REQUIREMENT:
Locate every line in the listing below that contains the string "trunk" and copy each such line in full. Treat case as significant.

(Labeled-object pointing entries)
^^^^^^^^^^^^^^^^

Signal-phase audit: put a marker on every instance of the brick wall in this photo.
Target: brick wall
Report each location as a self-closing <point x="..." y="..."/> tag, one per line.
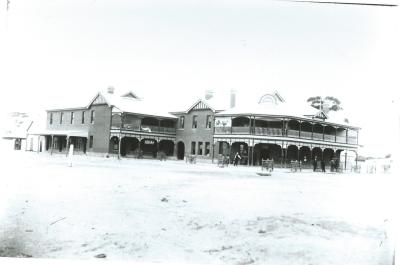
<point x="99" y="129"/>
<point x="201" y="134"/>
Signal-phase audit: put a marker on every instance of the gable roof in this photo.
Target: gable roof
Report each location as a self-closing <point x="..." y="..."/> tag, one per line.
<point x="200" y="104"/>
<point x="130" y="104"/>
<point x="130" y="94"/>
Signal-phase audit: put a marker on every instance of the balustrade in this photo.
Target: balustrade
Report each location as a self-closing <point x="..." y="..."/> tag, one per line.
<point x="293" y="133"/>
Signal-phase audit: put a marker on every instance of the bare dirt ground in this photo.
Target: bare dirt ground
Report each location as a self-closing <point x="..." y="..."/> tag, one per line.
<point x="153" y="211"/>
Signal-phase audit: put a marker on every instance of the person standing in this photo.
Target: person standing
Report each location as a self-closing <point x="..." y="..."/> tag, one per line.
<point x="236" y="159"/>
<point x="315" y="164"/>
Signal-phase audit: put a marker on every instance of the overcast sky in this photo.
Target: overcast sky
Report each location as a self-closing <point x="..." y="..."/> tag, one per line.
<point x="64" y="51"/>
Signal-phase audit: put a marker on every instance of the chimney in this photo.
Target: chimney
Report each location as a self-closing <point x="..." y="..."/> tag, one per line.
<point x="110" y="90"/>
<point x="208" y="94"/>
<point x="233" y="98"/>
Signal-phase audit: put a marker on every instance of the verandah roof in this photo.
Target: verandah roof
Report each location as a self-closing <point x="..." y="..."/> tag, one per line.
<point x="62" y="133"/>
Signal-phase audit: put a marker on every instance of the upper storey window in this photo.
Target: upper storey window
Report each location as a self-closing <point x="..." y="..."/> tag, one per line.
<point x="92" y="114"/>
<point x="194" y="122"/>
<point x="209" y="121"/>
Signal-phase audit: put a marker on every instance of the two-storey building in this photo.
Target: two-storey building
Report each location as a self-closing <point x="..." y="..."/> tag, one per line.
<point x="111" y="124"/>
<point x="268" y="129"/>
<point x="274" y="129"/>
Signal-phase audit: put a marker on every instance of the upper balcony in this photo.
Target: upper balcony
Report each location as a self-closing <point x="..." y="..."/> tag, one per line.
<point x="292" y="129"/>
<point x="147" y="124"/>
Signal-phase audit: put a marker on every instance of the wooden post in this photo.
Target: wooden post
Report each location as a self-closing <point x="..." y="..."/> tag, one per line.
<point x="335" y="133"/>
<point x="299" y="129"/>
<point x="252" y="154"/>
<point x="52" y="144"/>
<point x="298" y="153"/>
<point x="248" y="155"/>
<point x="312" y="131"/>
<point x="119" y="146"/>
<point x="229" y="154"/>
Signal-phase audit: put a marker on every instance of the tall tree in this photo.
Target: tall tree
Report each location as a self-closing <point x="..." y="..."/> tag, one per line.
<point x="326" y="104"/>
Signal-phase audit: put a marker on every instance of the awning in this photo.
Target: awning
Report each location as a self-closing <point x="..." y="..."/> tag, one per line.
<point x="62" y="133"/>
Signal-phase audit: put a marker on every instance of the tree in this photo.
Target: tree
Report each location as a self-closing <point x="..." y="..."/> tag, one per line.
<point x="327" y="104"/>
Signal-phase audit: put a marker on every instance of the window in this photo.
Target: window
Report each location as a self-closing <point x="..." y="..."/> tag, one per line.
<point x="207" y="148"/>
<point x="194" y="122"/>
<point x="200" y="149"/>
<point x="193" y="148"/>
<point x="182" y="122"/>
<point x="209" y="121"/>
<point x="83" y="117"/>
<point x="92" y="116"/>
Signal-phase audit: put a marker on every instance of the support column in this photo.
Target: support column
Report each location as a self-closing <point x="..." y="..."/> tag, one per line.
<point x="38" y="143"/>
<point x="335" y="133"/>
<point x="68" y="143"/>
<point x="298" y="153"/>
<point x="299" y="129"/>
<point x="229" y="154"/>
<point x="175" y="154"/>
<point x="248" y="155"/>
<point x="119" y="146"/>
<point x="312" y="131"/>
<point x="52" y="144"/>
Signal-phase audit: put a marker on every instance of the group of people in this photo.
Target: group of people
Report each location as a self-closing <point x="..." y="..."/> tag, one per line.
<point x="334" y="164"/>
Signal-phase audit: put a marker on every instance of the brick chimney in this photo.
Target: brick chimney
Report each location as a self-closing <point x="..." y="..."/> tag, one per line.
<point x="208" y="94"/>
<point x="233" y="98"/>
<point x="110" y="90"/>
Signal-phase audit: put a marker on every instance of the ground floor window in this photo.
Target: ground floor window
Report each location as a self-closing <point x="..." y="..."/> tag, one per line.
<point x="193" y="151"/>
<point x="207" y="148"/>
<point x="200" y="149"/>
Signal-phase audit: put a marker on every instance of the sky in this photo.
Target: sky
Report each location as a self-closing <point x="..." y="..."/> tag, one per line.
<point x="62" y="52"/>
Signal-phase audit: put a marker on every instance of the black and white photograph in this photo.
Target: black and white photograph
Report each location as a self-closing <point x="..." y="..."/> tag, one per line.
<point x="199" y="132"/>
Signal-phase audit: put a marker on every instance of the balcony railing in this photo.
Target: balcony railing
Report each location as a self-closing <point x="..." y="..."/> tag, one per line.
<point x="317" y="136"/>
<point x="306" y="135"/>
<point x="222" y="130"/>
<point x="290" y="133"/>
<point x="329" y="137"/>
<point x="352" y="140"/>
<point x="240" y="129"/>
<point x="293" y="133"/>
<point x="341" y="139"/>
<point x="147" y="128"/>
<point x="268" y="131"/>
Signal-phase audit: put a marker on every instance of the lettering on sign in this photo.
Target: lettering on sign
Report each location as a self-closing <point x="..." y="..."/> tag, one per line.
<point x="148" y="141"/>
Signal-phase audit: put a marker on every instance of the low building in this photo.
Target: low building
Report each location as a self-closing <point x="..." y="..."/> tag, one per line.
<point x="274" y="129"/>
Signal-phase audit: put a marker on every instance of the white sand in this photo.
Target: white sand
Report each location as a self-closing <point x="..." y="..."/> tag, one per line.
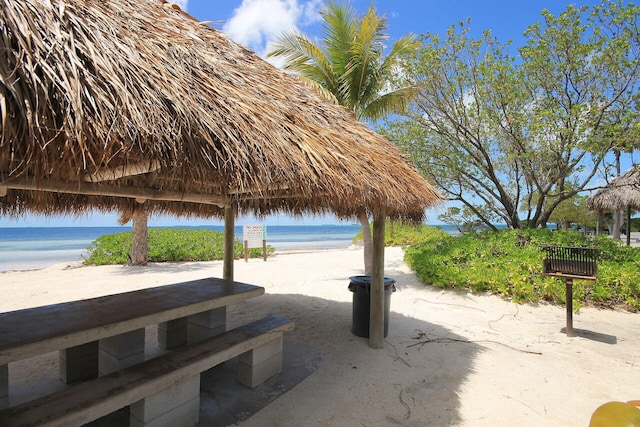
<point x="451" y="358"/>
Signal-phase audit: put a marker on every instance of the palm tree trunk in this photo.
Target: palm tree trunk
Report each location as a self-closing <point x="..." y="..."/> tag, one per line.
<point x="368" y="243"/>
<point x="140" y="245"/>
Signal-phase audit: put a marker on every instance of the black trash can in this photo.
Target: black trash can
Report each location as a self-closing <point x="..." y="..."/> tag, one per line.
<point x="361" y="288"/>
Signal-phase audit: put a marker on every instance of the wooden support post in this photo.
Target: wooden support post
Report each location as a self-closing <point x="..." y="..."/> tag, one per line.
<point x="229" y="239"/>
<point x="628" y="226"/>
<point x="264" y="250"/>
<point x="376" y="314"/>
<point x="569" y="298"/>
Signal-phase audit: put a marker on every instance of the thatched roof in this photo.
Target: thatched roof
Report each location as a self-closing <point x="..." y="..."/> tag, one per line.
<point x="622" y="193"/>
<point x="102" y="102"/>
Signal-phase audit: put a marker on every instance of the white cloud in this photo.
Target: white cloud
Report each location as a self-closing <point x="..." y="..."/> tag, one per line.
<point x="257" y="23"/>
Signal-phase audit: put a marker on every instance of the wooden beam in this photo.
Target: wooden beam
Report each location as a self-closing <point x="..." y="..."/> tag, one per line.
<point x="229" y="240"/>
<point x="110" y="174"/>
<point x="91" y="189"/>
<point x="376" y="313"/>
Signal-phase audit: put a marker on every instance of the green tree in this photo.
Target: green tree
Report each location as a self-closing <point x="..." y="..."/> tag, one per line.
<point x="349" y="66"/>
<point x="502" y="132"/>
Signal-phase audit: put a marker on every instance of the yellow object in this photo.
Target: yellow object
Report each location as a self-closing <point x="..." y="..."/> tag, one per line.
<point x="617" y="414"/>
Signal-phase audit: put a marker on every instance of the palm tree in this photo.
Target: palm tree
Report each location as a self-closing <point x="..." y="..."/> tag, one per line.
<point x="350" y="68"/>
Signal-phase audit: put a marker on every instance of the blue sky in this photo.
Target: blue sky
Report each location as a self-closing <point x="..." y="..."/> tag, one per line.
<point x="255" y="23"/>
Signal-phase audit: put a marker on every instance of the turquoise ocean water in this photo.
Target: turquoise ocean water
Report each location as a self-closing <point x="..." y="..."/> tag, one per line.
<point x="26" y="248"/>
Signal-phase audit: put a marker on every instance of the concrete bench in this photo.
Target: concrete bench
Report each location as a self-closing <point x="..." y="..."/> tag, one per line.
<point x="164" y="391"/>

^^^^^^^^^^^^^^^^

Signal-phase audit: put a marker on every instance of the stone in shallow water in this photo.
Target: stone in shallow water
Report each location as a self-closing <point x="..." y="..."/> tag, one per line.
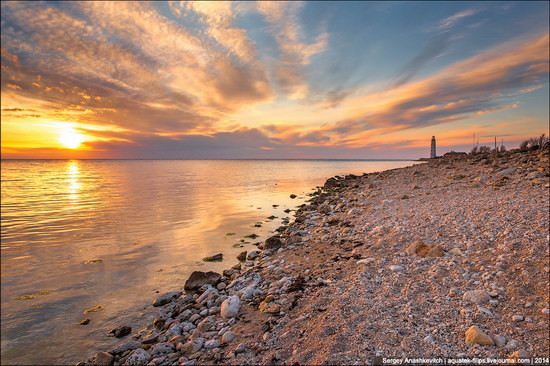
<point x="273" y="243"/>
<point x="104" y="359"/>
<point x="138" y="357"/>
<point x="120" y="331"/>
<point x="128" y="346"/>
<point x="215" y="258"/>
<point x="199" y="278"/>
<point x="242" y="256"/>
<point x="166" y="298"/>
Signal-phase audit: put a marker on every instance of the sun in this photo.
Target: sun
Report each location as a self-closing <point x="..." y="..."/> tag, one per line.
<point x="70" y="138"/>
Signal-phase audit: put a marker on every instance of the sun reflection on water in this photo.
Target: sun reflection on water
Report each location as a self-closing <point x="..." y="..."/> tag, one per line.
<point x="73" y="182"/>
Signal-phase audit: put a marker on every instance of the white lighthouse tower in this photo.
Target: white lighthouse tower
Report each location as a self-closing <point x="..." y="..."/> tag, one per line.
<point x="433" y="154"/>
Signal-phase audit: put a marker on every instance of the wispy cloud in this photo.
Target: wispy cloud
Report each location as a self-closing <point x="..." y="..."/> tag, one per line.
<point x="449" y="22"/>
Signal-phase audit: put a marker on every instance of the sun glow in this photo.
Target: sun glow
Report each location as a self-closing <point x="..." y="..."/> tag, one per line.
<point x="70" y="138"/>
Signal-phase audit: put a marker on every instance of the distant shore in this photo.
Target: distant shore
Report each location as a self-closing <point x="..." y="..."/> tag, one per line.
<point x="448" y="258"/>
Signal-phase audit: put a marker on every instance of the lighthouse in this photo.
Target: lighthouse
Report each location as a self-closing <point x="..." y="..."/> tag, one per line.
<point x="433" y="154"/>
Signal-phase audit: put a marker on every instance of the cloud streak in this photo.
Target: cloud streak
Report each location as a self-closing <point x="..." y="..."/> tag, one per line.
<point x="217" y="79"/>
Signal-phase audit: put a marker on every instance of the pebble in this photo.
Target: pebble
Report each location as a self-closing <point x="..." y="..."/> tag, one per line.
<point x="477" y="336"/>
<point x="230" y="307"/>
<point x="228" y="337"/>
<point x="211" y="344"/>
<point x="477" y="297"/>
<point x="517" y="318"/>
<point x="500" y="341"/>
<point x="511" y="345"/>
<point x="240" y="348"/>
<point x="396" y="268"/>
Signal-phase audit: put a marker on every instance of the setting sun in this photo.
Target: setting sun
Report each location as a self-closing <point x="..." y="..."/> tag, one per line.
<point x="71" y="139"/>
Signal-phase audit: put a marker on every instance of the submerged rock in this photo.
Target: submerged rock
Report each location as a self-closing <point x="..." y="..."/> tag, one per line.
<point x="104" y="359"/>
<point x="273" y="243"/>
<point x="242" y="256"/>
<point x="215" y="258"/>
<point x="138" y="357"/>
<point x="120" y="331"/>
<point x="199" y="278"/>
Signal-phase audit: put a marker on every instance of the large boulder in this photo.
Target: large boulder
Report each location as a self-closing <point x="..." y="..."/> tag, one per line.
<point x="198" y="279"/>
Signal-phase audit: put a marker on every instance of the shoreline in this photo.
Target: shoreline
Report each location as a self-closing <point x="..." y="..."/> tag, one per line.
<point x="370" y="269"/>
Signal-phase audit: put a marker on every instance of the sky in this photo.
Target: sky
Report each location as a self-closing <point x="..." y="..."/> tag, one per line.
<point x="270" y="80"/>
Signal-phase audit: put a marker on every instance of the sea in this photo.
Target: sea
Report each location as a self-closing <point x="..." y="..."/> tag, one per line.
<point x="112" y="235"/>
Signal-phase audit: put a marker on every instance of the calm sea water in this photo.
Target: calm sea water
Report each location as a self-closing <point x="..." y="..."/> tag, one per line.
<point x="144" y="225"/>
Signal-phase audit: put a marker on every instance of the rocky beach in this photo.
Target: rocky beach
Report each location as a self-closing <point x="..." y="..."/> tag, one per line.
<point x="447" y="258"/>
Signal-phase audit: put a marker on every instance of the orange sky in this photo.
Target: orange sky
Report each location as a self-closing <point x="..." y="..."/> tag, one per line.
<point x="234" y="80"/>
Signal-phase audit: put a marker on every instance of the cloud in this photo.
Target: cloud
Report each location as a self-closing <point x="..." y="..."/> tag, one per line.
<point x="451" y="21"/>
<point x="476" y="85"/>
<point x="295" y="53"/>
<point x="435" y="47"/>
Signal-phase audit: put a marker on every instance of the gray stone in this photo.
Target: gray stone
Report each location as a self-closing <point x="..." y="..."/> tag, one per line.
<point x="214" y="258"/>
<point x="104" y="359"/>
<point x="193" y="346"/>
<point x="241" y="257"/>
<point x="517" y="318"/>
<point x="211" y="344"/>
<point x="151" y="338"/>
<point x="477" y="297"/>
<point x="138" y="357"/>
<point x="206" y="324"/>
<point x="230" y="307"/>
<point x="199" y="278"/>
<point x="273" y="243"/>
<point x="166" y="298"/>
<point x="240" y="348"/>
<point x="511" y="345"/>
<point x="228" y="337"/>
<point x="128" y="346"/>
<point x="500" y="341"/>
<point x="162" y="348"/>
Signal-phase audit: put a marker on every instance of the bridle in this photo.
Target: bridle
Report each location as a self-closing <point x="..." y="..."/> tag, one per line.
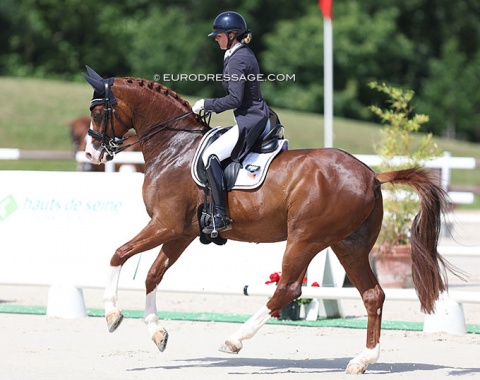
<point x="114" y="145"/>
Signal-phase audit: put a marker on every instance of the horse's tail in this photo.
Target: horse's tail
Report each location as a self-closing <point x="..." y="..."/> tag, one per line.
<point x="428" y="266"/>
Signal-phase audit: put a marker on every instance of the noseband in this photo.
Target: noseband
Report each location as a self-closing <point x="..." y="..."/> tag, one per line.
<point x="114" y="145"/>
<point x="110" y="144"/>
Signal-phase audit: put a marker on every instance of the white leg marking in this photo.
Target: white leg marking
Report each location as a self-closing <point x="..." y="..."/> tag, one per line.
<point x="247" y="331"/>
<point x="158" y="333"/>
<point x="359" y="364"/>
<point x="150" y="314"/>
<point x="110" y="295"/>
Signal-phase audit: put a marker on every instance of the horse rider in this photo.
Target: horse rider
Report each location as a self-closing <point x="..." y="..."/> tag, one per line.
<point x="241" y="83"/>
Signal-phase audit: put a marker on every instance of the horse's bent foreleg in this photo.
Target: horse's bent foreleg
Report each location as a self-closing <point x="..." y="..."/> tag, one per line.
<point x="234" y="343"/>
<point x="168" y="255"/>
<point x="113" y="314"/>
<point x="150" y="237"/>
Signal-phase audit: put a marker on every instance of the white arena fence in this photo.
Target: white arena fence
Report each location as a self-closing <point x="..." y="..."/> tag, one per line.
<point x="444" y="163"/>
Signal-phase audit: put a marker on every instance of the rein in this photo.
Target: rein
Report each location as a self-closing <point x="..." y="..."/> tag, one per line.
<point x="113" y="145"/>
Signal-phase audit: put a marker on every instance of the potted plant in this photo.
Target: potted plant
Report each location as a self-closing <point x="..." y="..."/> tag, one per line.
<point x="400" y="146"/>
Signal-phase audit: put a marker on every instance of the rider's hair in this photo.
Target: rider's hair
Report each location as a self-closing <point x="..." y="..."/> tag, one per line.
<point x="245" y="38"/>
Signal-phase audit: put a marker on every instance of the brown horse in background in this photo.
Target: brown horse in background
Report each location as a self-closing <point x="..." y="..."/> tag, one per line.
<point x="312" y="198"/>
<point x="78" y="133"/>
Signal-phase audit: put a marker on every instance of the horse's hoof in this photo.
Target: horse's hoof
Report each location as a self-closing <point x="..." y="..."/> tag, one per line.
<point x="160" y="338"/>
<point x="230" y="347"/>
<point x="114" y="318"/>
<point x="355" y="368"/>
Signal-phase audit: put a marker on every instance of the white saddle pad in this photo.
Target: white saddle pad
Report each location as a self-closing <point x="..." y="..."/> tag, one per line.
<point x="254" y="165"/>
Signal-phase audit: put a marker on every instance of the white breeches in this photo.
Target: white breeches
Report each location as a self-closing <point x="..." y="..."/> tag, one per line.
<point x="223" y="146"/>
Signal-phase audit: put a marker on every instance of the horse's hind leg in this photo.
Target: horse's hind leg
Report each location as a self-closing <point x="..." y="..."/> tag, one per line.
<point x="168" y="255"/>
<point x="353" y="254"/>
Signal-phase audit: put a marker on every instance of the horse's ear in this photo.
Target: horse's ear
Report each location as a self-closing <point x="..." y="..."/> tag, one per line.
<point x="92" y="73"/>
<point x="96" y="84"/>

^^^^^^^^^^^^^^^^

EXERCISE OUTPUT:
Signal-phase audit: put a marker on every instance of the palm tree trunk in this photo.
Target: palm tree trunk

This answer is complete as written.